[Opening Extract provided section]
Even beyond the specific CKD population, studies looking at cardiovascular events have predominantly focused on evaluation of patients acutely post an event [4, 23, 24] rather than targeting prospective event prediction in a chronic setting. Morange et al. did report on clinical outcomes in patients presenting with acute coronary syndrome, however TFPI levels were associated with severity of myocardial damage but not clinical outcomes [25]. Hence these findings in CKD patients significantly adds to the literature demonstrating the role of TFPI as a critical predictive biomarker of subsequent cardiovascular events.

Our findings in the relatively small pilot study of diabetic patients without CKD, however, were not as clear and did not demonstrate statistical significance in predicting subsequent cardiovascular events. The wide heterogeneity in diabetes population (including duration of disease, other cardiovascular risk factors and glycyaemic control), may explain the lack of significance seen in predicting ATE. In addition, the relatively infrequent and longer time to subsequent ATE may have limited our findings during the study follow-up period. It has previously been reported by El-Hagracy et al. that TFPI levels were higher in patients with diabetes with existing cardiovascular complications [26], suggesting that TFPI may be significantly impacted in DM patients. We did demonstrate correlation between TFPI and insulin-dependence in the DM cohort, in keeping with another study by Leurs et al. who found patients with insulin-dependent diabetes mellitus had increased TFPI in relation to normal controls [27].
[Closing Extract provided section]
[Opening Available data section]
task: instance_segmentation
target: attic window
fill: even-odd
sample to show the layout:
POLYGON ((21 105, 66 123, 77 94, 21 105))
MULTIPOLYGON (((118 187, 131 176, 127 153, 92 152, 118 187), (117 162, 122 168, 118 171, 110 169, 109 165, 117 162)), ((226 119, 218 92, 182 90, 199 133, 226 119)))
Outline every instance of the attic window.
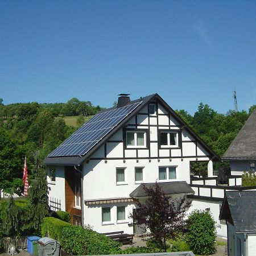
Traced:
POLYGON ((255 166, 254 162, 250 162, 250 171, 253 172, 254 172, 255 171, 255 166))
POLYGON ((156 115, 156 105, 155 104, 151 104, 148 105, 148 113, 150 115, 156 115))
POLYGON ((127 131, 126 146, 127 147, 145 147, 146 131, 127 131))

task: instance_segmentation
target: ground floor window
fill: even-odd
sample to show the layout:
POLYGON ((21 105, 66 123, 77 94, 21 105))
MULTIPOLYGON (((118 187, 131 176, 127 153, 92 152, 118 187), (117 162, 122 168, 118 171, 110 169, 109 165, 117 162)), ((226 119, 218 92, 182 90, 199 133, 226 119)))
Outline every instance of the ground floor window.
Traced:
POLYGON ((125 206, 117 207, 117 220, 122 221, 125 220, 125 206))
POLYGON ((110 207, 102 207, 102 223, 111 221, 110 207))
POLYGON ((176 166, 161 167, 159 169, 159 180, 175 180, 176 166))

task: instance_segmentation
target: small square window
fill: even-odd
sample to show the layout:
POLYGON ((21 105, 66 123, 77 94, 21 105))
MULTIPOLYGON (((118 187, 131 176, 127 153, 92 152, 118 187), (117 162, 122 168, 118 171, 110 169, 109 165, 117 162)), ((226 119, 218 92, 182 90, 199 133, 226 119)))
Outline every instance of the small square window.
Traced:
POLYGON ((161 131, 160 133, 160 144, 162 147, 177 147, 177 132, 161 131))
POLYGON ((142 167, 135 167, 135 181, 142 181, 143 180, 143 168, 142 167))
POLYGON ((125 182, 125 168, 117 168, 117 184, 125 182))
POLYGON ((127 147, 145 147, 146 131, 127 131, 126 146, 127 147))
POLYGON ((117 220, 118 221, 125 220, 125 206, 117 207, 117 220))
POLYGON ((75 207, 81 208, 81 186, 75 186, 75 207))
POLYGON ((110 216, 110 207, 102 207, 102 222, 106 222, 107 221, 111 221, 110 216))
POLYGON ((155 104, 150 104, 148 105, 148 112, 150 115, 155 115, 156 114, 156 105, 155 104))
POLYGON ((54 168, 50 168, 50 180, 51 181, 56 181, 56 171, 54 168))
POLYGON ((159 167, 159 180, 176 180, 176 167, 159 167))

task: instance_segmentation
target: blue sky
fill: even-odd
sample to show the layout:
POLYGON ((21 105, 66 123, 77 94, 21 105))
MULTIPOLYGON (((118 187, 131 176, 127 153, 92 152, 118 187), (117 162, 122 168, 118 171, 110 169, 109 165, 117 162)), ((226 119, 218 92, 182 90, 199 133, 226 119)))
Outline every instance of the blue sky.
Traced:
POLYGON ((0 98, 109 107, 158 93, 191 114, 256 104, 256 1, 0 1, 0 98))

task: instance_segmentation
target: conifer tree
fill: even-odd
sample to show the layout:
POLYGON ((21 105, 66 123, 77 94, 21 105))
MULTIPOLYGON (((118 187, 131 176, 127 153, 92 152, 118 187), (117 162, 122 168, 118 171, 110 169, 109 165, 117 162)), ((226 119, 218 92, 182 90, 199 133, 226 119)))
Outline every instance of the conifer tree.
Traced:
POLYGON ((30 217, 32 227, 40 234, 43 218, 48 215, 48 186, 46 171, 38 168, 35 179, 28 189, 30 217))

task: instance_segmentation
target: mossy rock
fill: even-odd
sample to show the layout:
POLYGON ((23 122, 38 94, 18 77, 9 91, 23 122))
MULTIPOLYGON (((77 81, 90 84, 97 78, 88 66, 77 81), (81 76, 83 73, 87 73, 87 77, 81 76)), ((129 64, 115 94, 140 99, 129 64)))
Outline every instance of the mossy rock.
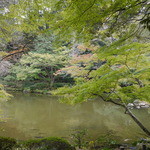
[Closing Available data section]
Task instructions =>
1) Decide whether each statement agrees with the passage on TFPI and cardiovascular events. Answer yes or no, and quote the deciding words. (a) In the work by Morange et al., TFPI levels were associated with clinical outcomes. (b) The pilot study of diabetic patients without CKD showed statistical significance in predicting subsequent cardiovascular events. (c) TFPI correlated with insulin-dependence in the DM cohort.
2) Carry on the passage on TFPI and cardiovascular events from its final sentence.

Answers below =>
1)
(a) No: "TFPI levels were associated with severity of myocardial damage but not clinical outcomes"
(b) No: "did not demonstrate statistical significance in predicting subsequent cardiovascular events"
(c) Yes: "We did demonstrate correlation between TFPI and insulin-dependence in the DM cohort"

2)
Our findings highlight the complexity of the pathophysiology underlying atherothrombosis. The multi-faceted role played by TFPI within both the coagulation and endothelial systems, and in response to thromboinflammation, may explain the conflicting results reported by the various studies and for differing underlying disease processes. It is well described that CKD is associated with increased tissue factor (TF) levels leading to a procoagulant state [28, 29]. It has also been postulated that a resultant imbalance between TF and TFPI as its inhibitor may be an important factor contributing to atherothrombotic complications [22, 30]. We hypothesise that elevated TFPI levels may be the result of partial compensation for other hypercoagulable changes in the CKD population such as increased TF, explaining the paradoxical association between elevated TFPI, an anticoagulant protein and ATE. Some of the mechanisms leading to elevation in TF levels in CKD are renal specific including expression of TF in kidney-derived cells including renal podocytes and tubular cells in disease states [28]. Hence, these changes may be less apparent in the diabetic population, as the vascular homeostasis or imbalance may be less disrupted compared to the CKD population and they may not display the same renal mediated TF expression.

It should also be acknowledged that established CVD risk factors has been associated with higher TFPI along with increased risk of CVD events [8, 9], and the CKD cohort had relatively higher baseline CVD risk factors than the diabetes cohort. In addition, the hypercoagulable state in diabetes could be more heavily influenced by other changes in the coagulation pathways and endothelial system, with TF pathway only a minor part of a myriad of factors contributing to thrombotic events. Regardless, given there was also a lower event rate in the DM cohort, further longer duration exploration is required to exclude follow up duration as a potential factor influencing these results.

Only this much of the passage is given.